__STATED EXERCISE A__. Can you condense the paragraph of the Las Vegas stadium article that begins "Early discussions about building the stadium" into a shorter version that keeps its main facts?

__TEXT EXTRACT__.
● ● ● ● ● ● ●

Friday, July 15, 2016 | 2 a.m.
Las Vegas Sands Corp. and Majestic Realty Co.’s quest to build an NFL stadium in Las Vegas hinges on a lot of ifs. Among them:
• If a special state tourism panel recommends some public funding for the stadium project, currently estimated to have a total cost of $1.7 billion to $2.1 billion
• If the Nevada Legislature acts favorably on the panel’s recommendations, and Gov. Brian Sandoval signs that action into law
• If 24 of 32 NFL team owners allow the Oakland Raiders to relocate to Las Vegas, which the team has vowed it would try to do should the stadium project move forward
• If, probably before many of the other questions are resolved, backers can find a suitable location to house the 65,000-seat stadium
The last if has become the most pressing one.
Early discussions about building the stadium focused on a 42-acre vacant lot owned by UNLV, whose football team also would play in the facility. But serious doubt has been cast on the viability of that site due to its proximity to runways at McCarran International Airport, and when backers discussed specific options with the Southern Nevada Tourism Infrastructure Committee this week, the list of possibilities had swelled to nine sites.
Over the coming weeks, stadium backers plan to narrow the list based on a variety of criteria. The infrastructure committee — which now has until the end of September to work through the stadium plans — needs a clearer sense of the stadium’s location in order to hold a complete discussion about cost.
The site evaluation criteria include ownership, site capacity, land cost, access and egress, parking, game day atmosphere and ability to maximize revenues, according to a preliminary matrix shown to the committee on Monday.
It’s not clear which site has the best shot at becoming the ultimate stadium location, but each possibility discussed this week brings some obvious pros and cons to the table. Here are some of them.
(Note: the following list is not ranked; it’s sorted by the geographical order presented on Monday. Sizes are approximate.)
Size: 63 acres
This is one of the newer possibilities to emerge, at least publicly. Situated just across Interstate 15 from Mandalay Bay, the large vacant lot between Russell Road and Hacienda Avenue is owned by lenders who foreclosed on the land several years ago. Owners include Barclays and Credit Suisse. Developer Jack Kashani wanted to build an expo center there two years ago, but nothing materialized.

● ● ● ● ● ● ●

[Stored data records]
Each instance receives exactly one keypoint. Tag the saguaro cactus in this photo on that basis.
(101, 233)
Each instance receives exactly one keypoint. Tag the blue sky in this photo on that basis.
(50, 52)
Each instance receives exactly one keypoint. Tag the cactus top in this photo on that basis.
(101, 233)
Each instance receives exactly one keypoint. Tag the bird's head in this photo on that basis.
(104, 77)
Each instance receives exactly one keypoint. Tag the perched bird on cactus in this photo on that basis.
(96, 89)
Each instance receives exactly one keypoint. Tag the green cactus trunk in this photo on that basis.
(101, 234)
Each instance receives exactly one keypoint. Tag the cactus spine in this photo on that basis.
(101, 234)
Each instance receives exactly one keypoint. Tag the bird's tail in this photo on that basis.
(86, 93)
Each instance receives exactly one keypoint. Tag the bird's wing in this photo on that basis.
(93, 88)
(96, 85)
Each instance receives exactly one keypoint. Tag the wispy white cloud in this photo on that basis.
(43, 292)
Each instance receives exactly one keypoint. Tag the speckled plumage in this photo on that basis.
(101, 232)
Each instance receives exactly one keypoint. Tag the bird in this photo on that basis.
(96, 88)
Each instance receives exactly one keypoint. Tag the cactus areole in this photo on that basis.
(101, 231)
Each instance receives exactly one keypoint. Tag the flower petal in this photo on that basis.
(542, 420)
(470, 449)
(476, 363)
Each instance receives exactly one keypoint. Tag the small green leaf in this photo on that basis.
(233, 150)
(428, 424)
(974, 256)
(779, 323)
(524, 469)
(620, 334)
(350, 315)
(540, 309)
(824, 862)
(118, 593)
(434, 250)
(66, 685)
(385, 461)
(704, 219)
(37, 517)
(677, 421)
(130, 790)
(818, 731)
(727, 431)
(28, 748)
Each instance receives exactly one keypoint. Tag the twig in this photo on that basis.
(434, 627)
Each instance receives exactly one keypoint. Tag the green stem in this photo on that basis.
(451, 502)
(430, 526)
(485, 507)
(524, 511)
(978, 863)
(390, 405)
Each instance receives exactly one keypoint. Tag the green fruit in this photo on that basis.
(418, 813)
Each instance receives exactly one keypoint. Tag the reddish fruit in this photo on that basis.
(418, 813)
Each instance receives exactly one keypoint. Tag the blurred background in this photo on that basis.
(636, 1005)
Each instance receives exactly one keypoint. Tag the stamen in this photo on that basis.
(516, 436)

● ● ● ● ● ● ●

__STATED EXERCISE B__. Format the records as a numbered list, starting at the record line that contains "Each instance receives exactly one keypoint. Tag the flower" and ending at the last line of the records.

__FULL ANSWER A__. Stadium talks first centered on a 42-acre vacant lot owned by UNLV, whose football team would also play in the stadium. The site's closeness to McCarran International Airport runways has cast serious doubt on it. When backers went over options with the Southern Nevada Tourism Infrastructure Committee this week, the list of possible sites had grown to nine.

__FULL ANSWER B__.
1. Each instance receives exactly one keypoint. Tag the flower petal in this photo on that basis.
2. (542, 420)
3. (470, 449)
4. (476, 363)
5. Each instance receives exactly one keypoint. Tag the small green leaf in this photo on that basis.
6. (233, 150)
7. (428, 424)
8. (974, 256)
9. (779, 323)
10. (524, 469)
11. (620, 334)
12. (350, 315)
13. (540, 309)
14. (824, 862)
15. (118, 593)
16. (434, 250)
17. (66, 685)
18. (385, 461)
19. (704, 219)
20. (37, 517)
21. (677, 421)
22. (130, 790)
23. (818, 731)
24. (727, 431)
25. (28, 748)
26. Each instance receives exactly one keypoint. Tag the twig in this photo on that basis.
27. (434, 627)
28. Each instance receives exactly one keypoint. Tag the green stem in this photo on that basis.
29. (451, 502)
30. (430, 526)
31. (485, 507)
32. (524, 511)
33. (978, 863)
34. (390, 405)
35. Each instance receives exactly one keypoint. Tag the green fruit in this photo on that basis.
36. (418, 813)
37. Each instance receives exactly one keypoint. Tag the reddish fruit in this photo on that basis.
38. (418, 813)
39. Each instance receives exactly one keypoint. Tag the blurred background in this photo on that basis.
40. (636, 1005)
41. Each instance receives exactly one keypoint. Tag the stamen in this photo on that basis.
42. (516, 436)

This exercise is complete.